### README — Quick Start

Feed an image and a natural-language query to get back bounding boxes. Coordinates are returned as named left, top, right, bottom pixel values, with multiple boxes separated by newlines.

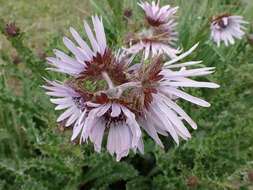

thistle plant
left=43, top=2, right=219, bottom=161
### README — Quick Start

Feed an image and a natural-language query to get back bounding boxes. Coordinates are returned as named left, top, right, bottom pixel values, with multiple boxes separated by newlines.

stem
left=102, top=72, right=114, bottom=89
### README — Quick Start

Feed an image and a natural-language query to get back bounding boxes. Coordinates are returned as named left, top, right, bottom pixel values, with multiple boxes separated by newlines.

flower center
left=72, top=97, right=85, bottom=110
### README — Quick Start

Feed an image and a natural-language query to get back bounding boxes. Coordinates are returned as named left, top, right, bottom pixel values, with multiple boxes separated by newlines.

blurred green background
left=0, top=0, right=253, bottom=190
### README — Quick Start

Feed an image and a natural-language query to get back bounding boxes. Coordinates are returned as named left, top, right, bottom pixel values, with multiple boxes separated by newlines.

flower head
left=72, top=96, right=143, bottom=161
left=129, top=1, right=180, bottom=59
left=43, top=12, right=218, bottom=161
left=130, top=45, right=219, bottom=146
left=43, top=80, right=89, bottom=127
left=211, top=14, right=247, bottom=46
left=5, top=22, right=20, bottom=37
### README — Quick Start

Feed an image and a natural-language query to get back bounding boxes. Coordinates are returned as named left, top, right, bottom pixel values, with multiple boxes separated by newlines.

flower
left=47, top=16, right=107, bottom=77
left=133, top=45, right=219, bottom=146
left=211, top=14, right=248, bottom=46
left=71, top=95, right=143, bottom=161
left=128, top=1, right=181, bottom=59
left=5, top=22, right=20, bottom=37
left=42, top=79, right=86, bottom=127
++++++++++++++++++++
Task to carry out: Reproduce the records verbatim, starting at the very beginning and ending at the line that contains "left=72, top=97, right=85, bottom=110", with that line included. Leave the pictures out of your reproduction.

Exercise answer:
### README — Quick Start

Feed an image and a natural-language query to get back bounding boxes. Coordinates are returned as named left, top, right, bottom pixel values, with multiple boxes separated by newlines.


thistle plant
left=43, top=2, right=219, bottom=161
### README — Quick Start

Feed an image and a natural-language query to get back bounding boxes. Coordinates are returned as named left, top, right, bottom pixel values, with multiple boxes separated by newlines.

stem
left=102, top=72, right=114, bottom=89
### README — Quick Start

Feed an image and a natural-language query to get back bounding boxes. Coordinates are returned as named left, top, right, bottom pixel values, with multiple boxes separated by newlines.

flower center
left=72, top=97, right=85, bottom=110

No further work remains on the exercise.